#### GIVEN ENTRIES:
┄┄┄┄┄┄┄┄┄┄
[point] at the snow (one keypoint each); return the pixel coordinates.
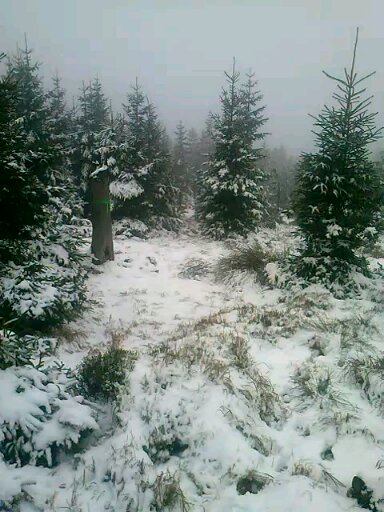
(125, 190)
(273, 413)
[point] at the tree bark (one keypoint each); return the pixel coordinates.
(102, 240)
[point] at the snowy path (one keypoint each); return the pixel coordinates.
(143, 294)
(261, 389)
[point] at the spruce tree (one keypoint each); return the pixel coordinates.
(339, 196)
(145, 190)
(180, 165)
(128, 189)
(99, 165)
(41, 271)
(231, 194)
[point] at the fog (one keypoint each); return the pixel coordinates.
(179, 50)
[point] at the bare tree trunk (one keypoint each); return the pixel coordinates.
(102, 240)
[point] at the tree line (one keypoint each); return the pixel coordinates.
(61, 164)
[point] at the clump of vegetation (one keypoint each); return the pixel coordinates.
(195, 268)
(315, 384)
(167, 494)
(338, 200)
(252, 482)
(102, 374)
(249, 258)
(163, 444)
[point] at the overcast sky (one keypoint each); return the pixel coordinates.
(179, 49)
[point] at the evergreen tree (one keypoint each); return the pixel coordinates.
(338, 197)
(146, 189)
(280, 166)
(99, 165)
(232, 199)
(41, 275)
(181, 169)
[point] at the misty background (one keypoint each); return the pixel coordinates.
(180, 49)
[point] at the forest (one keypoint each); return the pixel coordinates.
(189, 321)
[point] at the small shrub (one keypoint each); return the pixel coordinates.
(250, 258)
(16, 350)
(167, 494)
(39, 417)
(101, 374)
(195, 268)
(163, 444)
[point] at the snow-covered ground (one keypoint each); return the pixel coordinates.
(236, 388)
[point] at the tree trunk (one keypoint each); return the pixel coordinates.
(102, 240)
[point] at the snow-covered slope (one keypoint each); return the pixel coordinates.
(236, 388)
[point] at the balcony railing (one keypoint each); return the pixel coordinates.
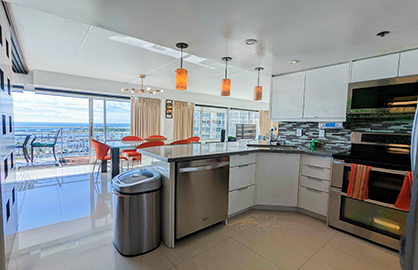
(72, 141)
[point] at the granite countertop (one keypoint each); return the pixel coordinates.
(187, 152)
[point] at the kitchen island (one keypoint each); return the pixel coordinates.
(259, 176)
┄┄┄┄┄┄┄┄┄┄
#### THE TASK:
Reproduce, character for character, everything from the line containing "[point] at the kitchen" down to the end of the material, including both of those endpoints.

#### THE RESULT:
[point] at the kitchen island (one keypoint each); return the pixel coordinates.
(259, 176)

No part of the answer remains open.